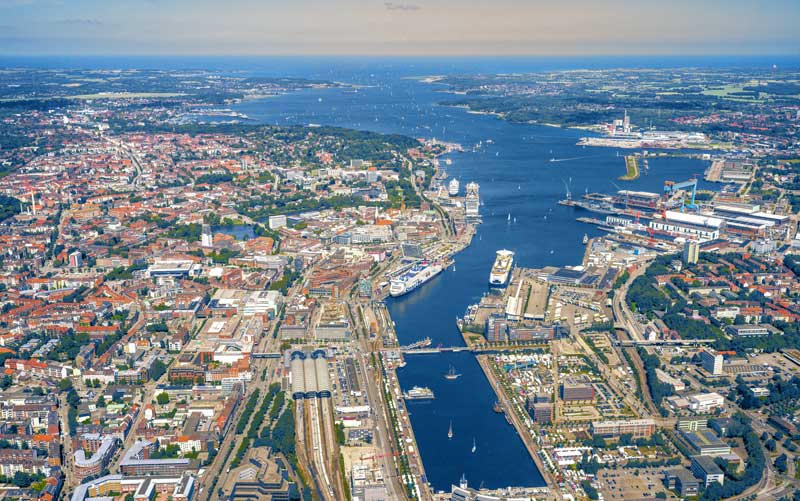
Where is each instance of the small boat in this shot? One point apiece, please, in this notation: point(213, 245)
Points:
point(452, 374)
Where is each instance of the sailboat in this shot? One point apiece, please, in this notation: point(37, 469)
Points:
point(452, 374)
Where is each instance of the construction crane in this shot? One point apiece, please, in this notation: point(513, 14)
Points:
point(672, 187)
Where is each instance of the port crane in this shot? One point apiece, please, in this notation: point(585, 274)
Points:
point(672, 187)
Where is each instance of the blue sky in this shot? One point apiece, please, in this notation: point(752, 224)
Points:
point(400, 27)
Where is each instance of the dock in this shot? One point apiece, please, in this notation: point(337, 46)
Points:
point(631, 167)
point(518, 425)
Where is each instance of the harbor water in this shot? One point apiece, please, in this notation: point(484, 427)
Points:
point(516, 178)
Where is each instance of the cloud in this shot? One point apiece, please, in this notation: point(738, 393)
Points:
point(401, 6)
point(80, 22)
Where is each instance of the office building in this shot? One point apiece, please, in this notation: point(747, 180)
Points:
point(752, 330)
point(206, 237)
point(691, 424)
point(691, 252)
point(706, 443)
point(75, 259)
point(136, 461)
point(577, 390)
point(707, 470)
point(683, 481)
point(540, 408)
point(276, 222)
point(711, 362)
point(638, 428)
point(703, 403)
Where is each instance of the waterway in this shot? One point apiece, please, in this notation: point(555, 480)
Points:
point(516, 177)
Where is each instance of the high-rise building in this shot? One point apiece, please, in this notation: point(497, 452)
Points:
point(691, 251)
point(496, 328)
point(711, 361)
point(206, 237)
point(75, 259)
point(540, 408)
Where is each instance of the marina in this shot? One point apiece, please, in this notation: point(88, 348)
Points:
point(512, 185)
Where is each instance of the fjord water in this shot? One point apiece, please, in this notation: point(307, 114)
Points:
point(516, 177)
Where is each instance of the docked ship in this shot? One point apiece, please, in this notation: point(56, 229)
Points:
point(452, 374)
point(501, 268)
point(413, 278)
point(418, 393)
point(472, 203)
point(452, 187)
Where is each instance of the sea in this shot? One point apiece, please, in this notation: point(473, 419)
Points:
point(516, 179)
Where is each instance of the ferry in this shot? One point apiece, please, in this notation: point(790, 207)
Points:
point(501, 268)
point(419, 393)
point(413, 278)
point(452, 374)
point(453, 186)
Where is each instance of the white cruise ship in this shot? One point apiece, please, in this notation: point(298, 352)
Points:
point(473, 201)
point(501, 268)
point(453, 186)
point(413, 278)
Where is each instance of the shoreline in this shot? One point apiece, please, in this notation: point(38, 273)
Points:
point(532, 449)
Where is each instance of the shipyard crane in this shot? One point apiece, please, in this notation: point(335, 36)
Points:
point(672, 187)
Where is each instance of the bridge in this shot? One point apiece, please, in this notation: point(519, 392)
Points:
point(428, 351)
point(265, 355)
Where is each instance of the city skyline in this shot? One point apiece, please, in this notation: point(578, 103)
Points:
point(404, 28)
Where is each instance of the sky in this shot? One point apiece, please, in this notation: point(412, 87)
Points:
point(399, 27)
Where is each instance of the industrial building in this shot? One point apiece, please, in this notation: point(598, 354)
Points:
point(703, 228)
point(310, 377)
point(575, 389)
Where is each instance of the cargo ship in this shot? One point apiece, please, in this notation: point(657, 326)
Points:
point(418, 393)
point(413, 278)
point(501, 268)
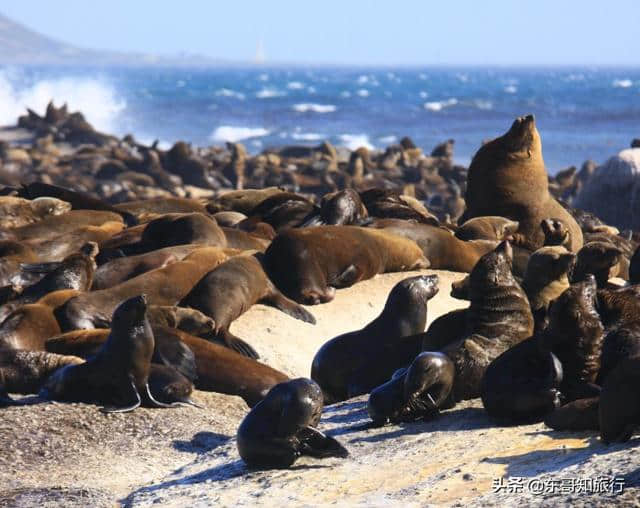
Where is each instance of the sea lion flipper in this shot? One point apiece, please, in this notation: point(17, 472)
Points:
point(281, 302)
point(316, 444)
point(347, 278)
point(125, 409)
point(239, 345)
point(152, 402)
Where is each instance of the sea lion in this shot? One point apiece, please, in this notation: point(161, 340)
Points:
point(498, 318)
point(73, 272)
point(26, 371)
point(545, 279)
point(281, 427)
point(597, 258)
point(418, 391)
point(487, 228)
point(355, 362)
point(78, 200)
point(163, 286)
point(119, 270)
point(555, 232)
point(243, 201)
point(575, 335)
point(443, 250)
point(620, 343)
point(64, 245)
point(523, 383)
point(119, 373)
point(217, 368)
point(16, 212)
point(57, 225)
point(230, 289)
point(308, 264)
point(580, 414)
point(619, 407)
point(507, 177)
point(338, 208)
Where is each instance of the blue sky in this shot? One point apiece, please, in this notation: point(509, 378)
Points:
point(375, 32)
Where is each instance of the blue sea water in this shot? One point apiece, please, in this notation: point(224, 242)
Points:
point(582, 113)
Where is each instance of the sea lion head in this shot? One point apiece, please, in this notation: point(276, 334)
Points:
point(301, 402)
point(493, 269)
point(575, 309)
point(407, 302)
point(597, 258)
point(44, 206)
point(555, 232)
point(523, 137)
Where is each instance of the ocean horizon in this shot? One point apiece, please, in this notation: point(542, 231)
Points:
point(582, 112)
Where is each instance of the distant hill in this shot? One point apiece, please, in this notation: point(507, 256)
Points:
point(21, 45)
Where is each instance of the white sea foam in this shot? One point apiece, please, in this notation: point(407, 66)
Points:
point(440, 105)
point(269, 93)
point(622, 83)
point(307, 136)
point(315, 108)
point(483, 104)
point(355, 141)
point(386, 140)
point(96, 99)
point(226, 92)
point(235, 134)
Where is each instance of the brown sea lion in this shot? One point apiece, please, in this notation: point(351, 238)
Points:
point(58, 248)
point(555, 233)
point(487, 228)
point(78, 200)
point(163, 286)
point(443, 250)
point(149, 208)
point(546, 278)
point(73, 272)
point(122, 269)
point(243, 201)
point(338, 208)
point(507, 177)
point(597, 258)
point(282, 427)
point(581, 414)
point(619, 406)
point(218, 369)
point(56, 225)
point(26, 371)
point(355, 362)
point(119, 373)
point(575, 335)
point(308, 264)
point(16, 212)
point(230, 289)
point(418, 391)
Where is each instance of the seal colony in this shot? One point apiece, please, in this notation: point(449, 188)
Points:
point(121, 281)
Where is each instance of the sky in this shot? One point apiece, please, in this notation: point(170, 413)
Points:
point(374, 32)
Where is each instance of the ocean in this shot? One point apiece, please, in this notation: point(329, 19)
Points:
point(582, 113)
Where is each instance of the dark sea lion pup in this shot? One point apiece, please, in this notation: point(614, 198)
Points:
point(281, 427)
point(119, 373)
point(355, 362)
point(415, 392)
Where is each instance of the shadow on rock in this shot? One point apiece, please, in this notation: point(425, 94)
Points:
point(470, 418)
point(201, 442)
point(538, 462)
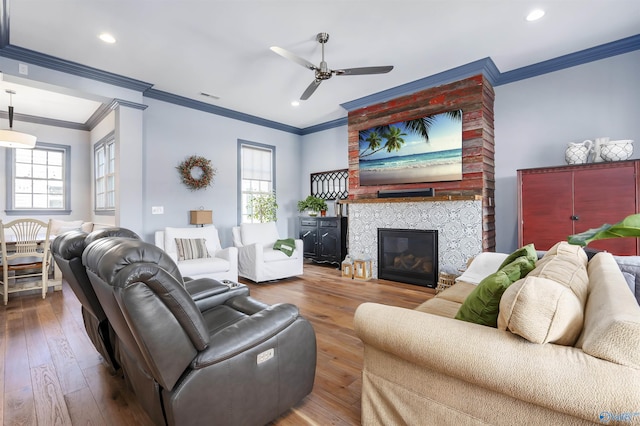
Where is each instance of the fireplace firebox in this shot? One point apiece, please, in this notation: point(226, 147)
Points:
point(408, 256)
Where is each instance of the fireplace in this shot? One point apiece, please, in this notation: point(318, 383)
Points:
point(408, 256)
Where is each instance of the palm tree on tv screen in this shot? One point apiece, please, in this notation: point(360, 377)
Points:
point(419, 126)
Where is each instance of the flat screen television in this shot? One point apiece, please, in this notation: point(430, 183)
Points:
point(427, 149)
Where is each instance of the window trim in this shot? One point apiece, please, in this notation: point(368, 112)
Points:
point(108, 138)
point(10, 177)
point(271, 148)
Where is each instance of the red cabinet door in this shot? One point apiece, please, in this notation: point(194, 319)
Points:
point(605, 195)
point(546, 208)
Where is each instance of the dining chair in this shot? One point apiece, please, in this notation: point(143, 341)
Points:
point(25, 255)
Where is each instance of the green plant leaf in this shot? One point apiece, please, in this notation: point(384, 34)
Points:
point(628, 227)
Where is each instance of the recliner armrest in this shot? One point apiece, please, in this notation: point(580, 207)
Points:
point(246, 333)
point(207, 292)
point(246, 305)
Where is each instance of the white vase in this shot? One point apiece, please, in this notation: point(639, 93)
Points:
point(597, 145)
point(578, 153)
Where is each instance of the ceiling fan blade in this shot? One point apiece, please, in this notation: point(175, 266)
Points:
point(364, 70)
point(312, 88)
point(295, 58)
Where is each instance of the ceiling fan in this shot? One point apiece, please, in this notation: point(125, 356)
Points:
point(323, 72)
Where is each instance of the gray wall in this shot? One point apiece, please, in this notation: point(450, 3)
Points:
point(172, 133)
point(321, 152)
point(537, 117)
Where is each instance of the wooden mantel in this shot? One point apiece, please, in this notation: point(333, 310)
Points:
point(414, 199)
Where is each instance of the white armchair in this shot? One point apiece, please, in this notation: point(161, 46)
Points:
point(222, 265)
point(257, 259)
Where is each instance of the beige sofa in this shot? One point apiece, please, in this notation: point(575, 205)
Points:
point(424, 367)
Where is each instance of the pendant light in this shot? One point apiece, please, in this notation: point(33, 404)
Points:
point(10, 138)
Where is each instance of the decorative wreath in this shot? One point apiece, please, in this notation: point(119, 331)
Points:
point(199, 181)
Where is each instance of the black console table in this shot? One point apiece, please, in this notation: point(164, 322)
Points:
point(324, 238)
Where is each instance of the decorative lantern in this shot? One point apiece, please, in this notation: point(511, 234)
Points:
point(347, 267)
point(362, 269)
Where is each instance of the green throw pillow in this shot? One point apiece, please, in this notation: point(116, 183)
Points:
point(528, 251)
point(287, 246)
point(483, 303)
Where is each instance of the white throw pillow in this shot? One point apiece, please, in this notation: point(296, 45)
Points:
point(483, 265)
point(264, 233)
point(61, 226)
point(209, 233)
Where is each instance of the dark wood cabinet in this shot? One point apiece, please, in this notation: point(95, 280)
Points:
point(555, 202)
point(324, 238)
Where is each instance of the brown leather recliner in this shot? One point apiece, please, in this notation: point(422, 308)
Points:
point(240, 362)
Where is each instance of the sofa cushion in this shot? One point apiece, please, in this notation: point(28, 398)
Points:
point(566, 264)
point(441, 307)
point(612, 316)
point(263, 233)
point(483, 303)
point(483, 265)
point(542, 311)
point(548, 306)
point(191, 248)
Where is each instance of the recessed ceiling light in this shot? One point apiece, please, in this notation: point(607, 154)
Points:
point(534, 15)
point(107, 38)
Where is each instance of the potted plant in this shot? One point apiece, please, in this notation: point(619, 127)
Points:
point(312, 204)
point(263, 208)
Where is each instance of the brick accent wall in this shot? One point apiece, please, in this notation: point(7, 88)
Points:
point(475, 97)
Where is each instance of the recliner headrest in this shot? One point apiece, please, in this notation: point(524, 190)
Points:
point(110, 232)
point(108, 256)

# # # #

▶ What is expected:
Copy out the lines above with "brown" in them.

▶ Answer area:
Where is each instance of the brown sea lion in this shot? One point apiece, please, in this notation: point(351, 238)
Where is each instance of the brown leather recliner in this shot? One point apiece, please, in this notation: point(422, 308)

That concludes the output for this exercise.